● **Short exercise**
Retype the passage of the essay on the plurality of being between "I am a teacher" and "won’t have failed.", inclusive, without changing any of its wording.

● **Source document**
# # # # # # #

The Plurality of Being [a response to growing intolerance]

I am sitting in my car in a mostly empty car-park, taking advantage of a few empty minutes in a typically relentless day, listening to the hubbub of the city around me, road noise, sirens, noticing for the first time that I can see the hills in the distance from this vantage point, a rural closeness that has appealed to me about this place since first moving here several years ago.

I am a teacher and mentor, guiding a revolving cohort of students, some eager, some not so much, through a difficult time in their lives, always walking the line between important musical discipline and the danger of destroying the simple joy of making sound, alone and in company with others. The Western classical pedagogical model is a troubling one for me, but a system with which I’m well-acquainted, and which equipped me with certain tools that have expanded the borders of my lived experience beyond my wildest dreams, and so it plays a role in my own positioning as teacher. If I can only give these young people a hint of this endless realm of extraordinary possible, then they’ll hold tight to this fertile lifeline and I won’t have failed.

# # # # # # #

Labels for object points
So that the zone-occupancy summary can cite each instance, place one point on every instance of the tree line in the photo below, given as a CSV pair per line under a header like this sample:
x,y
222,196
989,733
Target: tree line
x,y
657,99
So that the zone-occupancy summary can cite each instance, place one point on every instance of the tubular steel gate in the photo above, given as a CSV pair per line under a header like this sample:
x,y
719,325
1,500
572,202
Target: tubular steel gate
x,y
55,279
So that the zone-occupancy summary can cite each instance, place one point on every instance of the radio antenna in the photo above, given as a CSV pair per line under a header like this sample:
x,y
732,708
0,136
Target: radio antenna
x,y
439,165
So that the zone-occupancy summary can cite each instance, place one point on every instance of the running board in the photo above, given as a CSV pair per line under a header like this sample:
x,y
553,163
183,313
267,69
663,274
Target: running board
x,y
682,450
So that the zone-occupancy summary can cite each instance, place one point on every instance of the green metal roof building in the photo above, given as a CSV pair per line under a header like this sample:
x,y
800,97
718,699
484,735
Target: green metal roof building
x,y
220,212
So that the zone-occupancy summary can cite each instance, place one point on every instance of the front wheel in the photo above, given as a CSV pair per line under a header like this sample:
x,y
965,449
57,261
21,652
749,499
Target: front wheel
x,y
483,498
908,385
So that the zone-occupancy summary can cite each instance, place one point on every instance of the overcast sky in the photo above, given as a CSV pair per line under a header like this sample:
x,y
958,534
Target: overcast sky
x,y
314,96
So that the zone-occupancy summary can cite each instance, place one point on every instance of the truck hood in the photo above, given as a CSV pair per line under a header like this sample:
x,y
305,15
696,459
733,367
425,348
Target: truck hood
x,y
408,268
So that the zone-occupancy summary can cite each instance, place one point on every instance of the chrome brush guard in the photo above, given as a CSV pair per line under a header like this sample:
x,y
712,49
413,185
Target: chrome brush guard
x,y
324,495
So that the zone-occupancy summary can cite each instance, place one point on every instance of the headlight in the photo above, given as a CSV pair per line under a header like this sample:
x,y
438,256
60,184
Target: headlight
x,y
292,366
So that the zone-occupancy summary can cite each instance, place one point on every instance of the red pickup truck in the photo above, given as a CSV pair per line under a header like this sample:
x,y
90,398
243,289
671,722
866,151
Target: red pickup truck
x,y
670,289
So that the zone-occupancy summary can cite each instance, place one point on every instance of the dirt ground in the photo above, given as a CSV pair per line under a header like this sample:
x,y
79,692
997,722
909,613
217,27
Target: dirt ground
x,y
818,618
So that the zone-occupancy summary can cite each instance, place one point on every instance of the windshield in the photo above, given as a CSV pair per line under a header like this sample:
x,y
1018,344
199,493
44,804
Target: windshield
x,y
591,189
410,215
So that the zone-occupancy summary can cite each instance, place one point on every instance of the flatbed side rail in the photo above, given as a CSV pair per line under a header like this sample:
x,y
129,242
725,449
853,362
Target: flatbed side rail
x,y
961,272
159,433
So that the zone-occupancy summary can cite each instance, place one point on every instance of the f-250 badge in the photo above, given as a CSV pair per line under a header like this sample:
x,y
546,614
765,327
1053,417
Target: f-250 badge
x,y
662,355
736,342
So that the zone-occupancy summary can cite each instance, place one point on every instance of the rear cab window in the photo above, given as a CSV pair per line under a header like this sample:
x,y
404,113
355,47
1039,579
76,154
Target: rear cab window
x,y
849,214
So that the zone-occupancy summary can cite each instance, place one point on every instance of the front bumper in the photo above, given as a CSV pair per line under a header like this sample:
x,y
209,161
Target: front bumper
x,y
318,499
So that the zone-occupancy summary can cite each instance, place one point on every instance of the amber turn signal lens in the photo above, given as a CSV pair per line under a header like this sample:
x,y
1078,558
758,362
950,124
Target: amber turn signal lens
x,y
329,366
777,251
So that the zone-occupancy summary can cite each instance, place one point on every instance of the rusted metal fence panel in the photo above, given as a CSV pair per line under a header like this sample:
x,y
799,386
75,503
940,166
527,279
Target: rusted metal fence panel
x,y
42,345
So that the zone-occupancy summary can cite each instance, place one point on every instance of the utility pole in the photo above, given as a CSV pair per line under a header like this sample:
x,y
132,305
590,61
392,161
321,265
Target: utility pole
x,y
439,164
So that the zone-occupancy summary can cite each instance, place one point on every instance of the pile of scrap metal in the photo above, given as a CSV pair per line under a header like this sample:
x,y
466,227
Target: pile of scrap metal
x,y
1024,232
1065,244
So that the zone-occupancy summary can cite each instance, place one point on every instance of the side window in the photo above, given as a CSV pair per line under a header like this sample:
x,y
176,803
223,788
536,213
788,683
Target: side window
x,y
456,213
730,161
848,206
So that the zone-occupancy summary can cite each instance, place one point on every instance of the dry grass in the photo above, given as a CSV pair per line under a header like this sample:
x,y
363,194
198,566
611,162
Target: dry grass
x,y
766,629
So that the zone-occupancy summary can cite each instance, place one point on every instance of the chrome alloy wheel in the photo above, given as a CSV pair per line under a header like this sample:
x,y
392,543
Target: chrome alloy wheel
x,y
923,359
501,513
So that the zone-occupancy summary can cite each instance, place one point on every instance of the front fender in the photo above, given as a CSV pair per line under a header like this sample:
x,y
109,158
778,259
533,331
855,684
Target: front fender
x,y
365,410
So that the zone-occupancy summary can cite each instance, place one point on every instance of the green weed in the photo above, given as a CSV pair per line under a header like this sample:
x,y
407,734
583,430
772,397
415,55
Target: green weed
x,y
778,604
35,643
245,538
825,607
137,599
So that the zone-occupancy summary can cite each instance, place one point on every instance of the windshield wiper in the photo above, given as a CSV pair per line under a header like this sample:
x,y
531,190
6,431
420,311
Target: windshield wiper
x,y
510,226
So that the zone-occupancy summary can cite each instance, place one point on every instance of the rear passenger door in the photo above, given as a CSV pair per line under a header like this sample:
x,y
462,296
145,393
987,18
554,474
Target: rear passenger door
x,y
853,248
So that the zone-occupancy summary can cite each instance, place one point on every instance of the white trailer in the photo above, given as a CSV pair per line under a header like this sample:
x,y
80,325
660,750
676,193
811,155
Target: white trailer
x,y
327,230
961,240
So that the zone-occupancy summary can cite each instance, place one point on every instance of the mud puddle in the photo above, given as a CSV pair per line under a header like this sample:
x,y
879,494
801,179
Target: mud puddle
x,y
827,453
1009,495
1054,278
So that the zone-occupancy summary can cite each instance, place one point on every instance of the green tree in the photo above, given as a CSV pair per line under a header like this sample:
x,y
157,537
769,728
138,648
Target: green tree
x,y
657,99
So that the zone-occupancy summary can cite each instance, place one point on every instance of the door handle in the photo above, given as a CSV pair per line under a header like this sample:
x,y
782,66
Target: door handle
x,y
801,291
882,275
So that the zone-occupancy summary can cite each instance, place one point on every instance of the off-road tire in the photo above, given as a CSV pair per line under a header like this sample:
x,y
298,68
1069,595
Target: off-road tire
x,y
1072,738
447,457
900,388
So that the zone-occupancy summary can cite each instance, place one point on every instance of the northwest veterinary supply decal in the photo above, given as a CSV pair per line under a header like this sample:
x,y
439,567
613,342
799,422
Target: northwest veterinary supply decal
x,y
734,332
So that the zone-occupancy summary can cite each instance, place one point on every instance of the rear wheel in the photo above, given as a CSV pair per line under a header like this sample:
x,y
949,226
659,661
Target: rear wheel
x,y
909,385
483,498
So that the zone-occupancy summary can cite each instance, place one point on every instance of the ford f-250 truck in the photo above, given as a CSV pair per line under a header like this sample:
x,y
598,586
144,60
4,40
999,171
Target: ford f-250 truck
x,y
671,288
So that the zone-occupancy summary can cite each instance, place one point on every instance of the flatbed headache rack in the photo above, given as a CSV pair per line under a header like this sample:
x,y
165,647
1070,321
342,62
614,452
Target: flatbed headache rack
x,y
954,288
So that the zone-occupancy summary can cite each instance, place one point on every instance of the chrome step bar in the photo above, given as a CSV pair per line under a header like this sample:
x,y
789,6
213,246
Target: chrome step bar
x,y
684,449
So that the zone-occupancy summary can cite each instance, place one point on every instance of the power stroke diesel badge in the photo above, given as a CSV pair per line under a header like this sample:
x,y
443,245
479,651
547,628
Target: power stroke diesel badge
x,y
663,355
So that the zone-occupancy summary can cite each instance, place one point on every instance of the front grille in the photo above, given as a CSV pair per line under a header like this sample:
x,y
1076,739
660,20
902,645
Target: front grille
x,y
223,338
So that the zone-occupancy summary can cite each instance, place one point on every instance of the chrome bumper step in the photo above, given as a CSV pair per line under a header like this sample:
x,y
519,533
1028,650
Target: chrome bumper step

# # # # # # #

● **Answer to this exercise**
I am a teacher and mentor, guiding a revolving cohort of students, some eager, some not so much, through a difficult time in their lives, always walking the line between important musical discipline and the danger of destroying the simple joy of making sound, alone and in company with others. The Western classical pedagogical model is a troubling one for me, but a system with which I’m well-acquainted, and which equipped me with certain tools that have expanded the borders of my lived experience beyond my wildest dreams, and so it plays a role in my own positioning as teacher. If I can only give these young people a hint of this endless realm of extraordinary possible, then they’ll hold tight to this fertile lifeline and I won’t have failed.